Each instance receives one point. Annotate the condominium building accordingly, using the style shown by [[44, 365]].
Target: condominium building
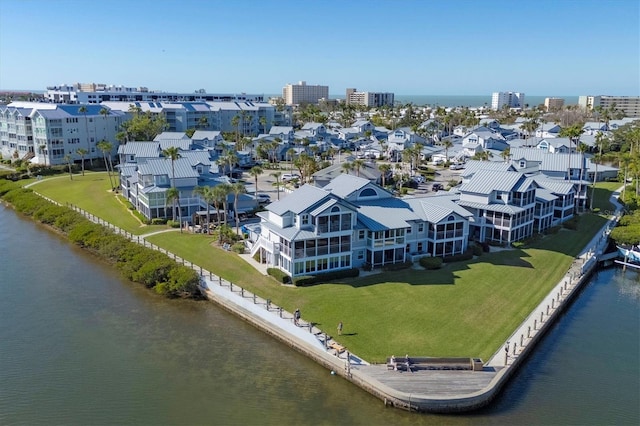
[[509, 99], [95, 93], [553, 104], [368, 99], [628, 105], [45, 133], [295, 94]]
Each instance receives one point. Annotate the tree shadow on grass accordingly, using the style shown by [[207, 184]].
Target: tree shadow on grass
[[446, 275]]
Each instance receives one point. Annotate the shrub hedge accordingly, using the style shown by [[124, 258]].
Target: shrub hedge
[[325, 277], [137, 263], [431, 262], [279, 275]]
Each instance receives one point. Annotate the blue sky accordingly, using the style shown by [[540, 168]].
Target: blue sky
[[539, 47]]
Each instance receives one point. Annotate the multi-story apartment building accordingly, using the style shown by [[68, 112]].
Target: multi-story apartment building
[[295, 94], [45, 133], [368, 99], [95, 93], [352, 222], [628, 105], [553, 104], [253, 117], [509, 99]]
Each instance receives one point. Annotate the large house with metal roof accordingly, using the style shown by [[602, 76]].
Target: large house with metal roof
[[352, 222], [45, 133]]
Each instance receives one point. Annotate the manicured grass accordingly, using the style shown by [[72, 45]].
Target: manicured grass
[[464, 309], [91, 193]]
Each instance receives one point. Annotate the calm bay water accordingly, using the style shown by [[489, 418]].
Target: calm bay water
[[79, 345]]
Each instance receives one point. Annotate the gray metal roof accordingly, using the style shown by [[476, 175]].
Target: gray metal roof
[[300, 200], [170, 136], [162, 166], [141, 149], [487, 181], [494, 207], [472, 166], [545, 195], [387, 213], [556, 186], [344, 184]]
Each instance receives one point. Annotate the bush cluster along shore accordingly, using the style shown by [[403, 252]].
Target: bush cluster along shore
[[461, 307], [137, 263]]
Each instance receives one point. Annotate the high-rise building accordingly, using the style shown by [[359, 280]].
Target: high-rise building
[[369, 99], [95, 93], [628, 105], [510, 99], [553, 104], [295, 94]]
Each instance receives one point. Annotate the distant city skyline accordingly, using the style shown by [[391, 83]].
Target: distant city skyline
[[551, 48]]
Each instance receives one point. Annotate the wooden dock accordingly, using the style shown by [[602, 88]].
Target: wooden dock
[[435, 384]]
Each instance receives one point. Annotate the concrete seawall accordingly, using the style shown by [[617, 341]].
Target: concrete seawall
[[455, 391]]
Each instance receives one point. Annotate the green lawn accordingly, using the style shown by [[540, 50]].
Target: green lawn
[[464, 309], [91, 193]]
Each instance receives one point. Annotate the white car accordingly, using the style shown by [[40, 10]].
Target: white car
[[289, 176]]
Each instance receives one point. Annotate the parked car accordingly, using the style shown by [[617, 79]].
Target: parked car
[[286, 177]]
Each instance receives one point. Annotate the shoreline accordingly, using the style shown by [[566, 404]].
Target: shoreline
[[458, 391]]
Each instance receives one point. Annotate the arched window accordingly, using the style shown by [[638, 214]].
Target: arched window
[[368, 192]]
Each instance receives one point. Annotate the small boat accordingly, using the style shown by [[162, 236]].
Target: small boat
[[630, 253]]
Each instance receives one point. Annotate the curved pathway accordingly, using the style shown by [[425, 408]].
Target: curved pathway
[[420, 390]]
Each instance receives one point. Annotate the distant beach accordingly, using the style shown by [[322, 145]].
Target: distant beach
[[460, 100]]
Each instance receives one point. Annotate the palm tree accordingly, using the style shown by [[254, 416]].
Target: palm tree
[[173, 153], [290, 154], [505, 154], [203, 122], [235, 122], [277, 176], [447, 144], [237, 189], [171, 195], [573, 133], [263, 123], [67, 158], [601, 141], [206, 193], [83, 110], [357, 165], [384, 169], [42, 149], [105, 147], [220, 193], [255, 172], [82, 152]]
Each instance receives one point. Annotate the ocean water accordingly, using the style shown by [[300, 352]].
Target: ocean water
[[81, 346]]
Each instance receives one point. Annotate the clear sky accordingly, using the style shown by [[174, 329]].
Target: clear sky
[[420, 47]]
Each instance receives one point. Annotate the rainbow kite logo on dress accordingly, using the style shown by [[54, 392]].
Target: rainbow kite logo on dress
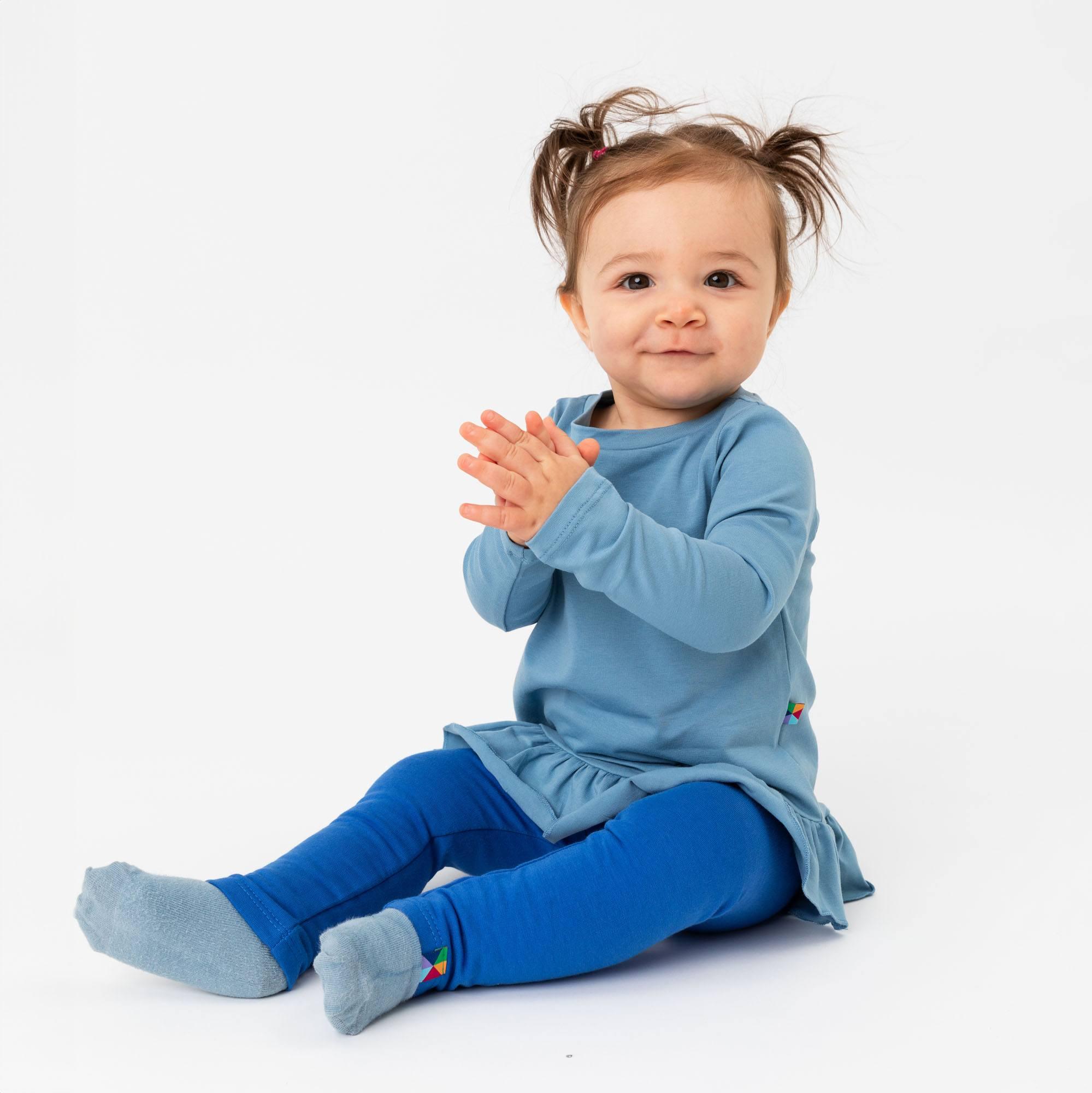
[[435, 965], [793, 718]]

PROBLEM DETAILS ▸ Arrange every line of the data above into a Markdown table with two columns: Row, holding a running number, and Text, holding the line itself. Skip blank lines and leave the pictures out.

WRITTEN ANSWER ▸
| Row | Text |
|---|---|
| 1 | Each instance receives one point. Annotate the condominium building accordingly, using the style shown by [[44, 365]]. |
| 2 | Target: condominium building |
| 3 | [[509, 99], [95, 93], [553, 104], [368, 99], [628, 105], [45, 133], [295, 94]] |
| 4 | Each instance receives one point. Annotate the tree shadow on grass accordingly, using the style shown by [[207, 184]]. |
| 5 | Target: tree shadow on grass |
| 6 | [[446, 275]] |
| 7 | Each instance receives one point. Annotate the shrub hedge accordingly, using the style shown by [[124, 258]]. |
| 8 | Target: shrub hedge |
| 9 | [[325, 277], [137, 263], [431, 262], [279, 275]] |
| 10 | Each instance receives one point. Annotate the blue sky accordingly, using the style shown by [[540, 168]]. |
| 11 | Target: blue sky |
| 12 | [[539, 47]] |
| 13 | Each instance receives one point. Annotate the multi-story apartment building accordingly, using the style shown by [[68, 112]]. |
| 14 | Target: multi-story apartment building |
| 15 | [[295, 94], [45, 133], [368, 99], [95, 93], [352, 222], [628, 105], [553, 104], [253, 117], [509, 99]] |
| 16 | Each instance receives one point. Annotate the large house with metal roof accordingly, using the style shown by [[602, 76]]. |
| 17 | Target: large house with metal roof |
| 18 | [[352, 222], [45, 133]] |
| 19 | Each instance receives one point. Annotate the manicured grass accordingly, using the style shown by [[72, 45]]. |
| 20 | Target: manicured grass |
| 21 | [[464, 309], [91, 193]] |
| 22 | Each instance receives one point. Annotate the calm bay water accordingly, using the style shown by [[489, 418]]. |
| 23 | Target: calm bay water |
| 24 | [[79, 345]] |
| 25 | Each instance receives one point. Annotate the gray metal roof accordingly, using the style shown by [[476, 175]]. |
| 26 | Target: gray metal roof |
| 27 | [[300, 200], [170, 136], [162, 166], [141, 149], [487, 181], [494, 207], [472, 166], [545, 195], [387, 213], [556, 186], [344, 184]] |
| 28 | Each instance receives one point. Annotate the bush cluster along shore accordingly, using the style shown by [[403, 252]]. |
| 29 | Target: bush cluster along shore |
| 30 | [[461, 307], [137, 263]] |
| 31 | Each instance receives one point. Annotate the high-rise building accordingly, using the style shown by [[359, 280]]. |
| 32 | Target: high-rise building |
| 33 | [[369, 99], [95, 93], [628, 105], [510, 99], [553, 104], [295, 94]] |
| 34 | Each instance receives one point. Annotate the distant city skyline accordingly, using the style shown by [[391, 83]]. |
| 35 | Target: distant city skyline |
| 36 | [[551, 48]] |
| 37 | Each instance receives one point. Annotate the wooden dock accordingly, using the style shown by [[602, 88]]. |
| 38 | Target: wooden dock |
| 39 | [[435, 384]] |
| 40 | Each instance receives one point. Annotate the concrete seawall accordingly, using the style shown by [[617, 341]]. |
| 41 | Target: concrete seawall |
| 42 | [[455, 391]] |
| 43 | Each instance receives one point. Annotate the green lawn accordingly, using the style shown by [[540, 50]]. |
| 44 | Target: green lawn |
| 45 | [[464, 309], [91, 193]] |
| 46 | Each instance receives one point. Annotate the white car accordingly, using the style shown by [[40, 10]]. |
| 47 | Target: white car |
| 48 | [[289, 176]] |
| 49 | Each instance receives one point. Annotate the parked car accordingly, using the style shown by [[617, 79]]. |
| 50 | Target: parked car |
| 51 | [[286, 177]] |
| 52 | Each instance receives one point. Annotate the shoreline accordingly, using the style shown by [[566, 404]]. |
| 53 | Target: shoreline |
| 54 | [[458, 391]] |
| 55 | Each instance receives one point. Annotate the arched window accordingly, using the style shown by [[638, 214]]. |
| 56 | Target: arched window |
| 57 | [[368, 192]] |
| 58 | Each instance receives one point. Annotate the small boat accordingly, using the style shown by [[162, 236]]. |
| 59 | Target: small boat |
| 60 | [[630, 253]] |
| 61 | Each instance receives one point. Annotate the curved pathway accordingly, using the style shown by [[425, 408]]. |
| 62 | Target: curved pathway |
| 63 | [[420, 390]] |
| 64 | Each instance receives one point. Annotate the distant beach accordingly, using the style shown by [[322, 145]]. |
| 65 | Target: distant beach |
| 66 | [[460, 100]] |
| 67 | Each instance receives one point. Annotate the palm tree accordingly, using the style shown by [[254, 416]]. |
| 68 | Target: palm tree |
| 69 | [[173, 153], [290, 154], [505, 154], [203, 122], [235, 122], [277, 176], [447, 144], [237, 189], [171, 195], [573, 133], [263, 123], [67, 158], [601, 141], [206, 193], [83, 110], [357, 165], [384, 169], [42, 149], [105, 147], [220, 193], [255, 172], [82, 152]] |
| 70 | Each instance receives one point. Annotate the ocean water accordingly, using the style shown by [[300, 352]]. |
| 71 | Target: ocean water |
| 72 | [[81, 346]] |
| 73 | Each instance receives one point. Annotate the clear sky accordingly, using the style shown by [[174, 329]]. |
| 74 | Target: clear sky |
| 75 | [[420, 47]] |
| 76 | Each instance receives one point. Annotate the rainbow kite logo on dress accordingly, using the style shown by [[54, 392]]. |
| 77 | Target: rainbow kite logo on dress |
| 78 | [[435, 965], [793, 718]] |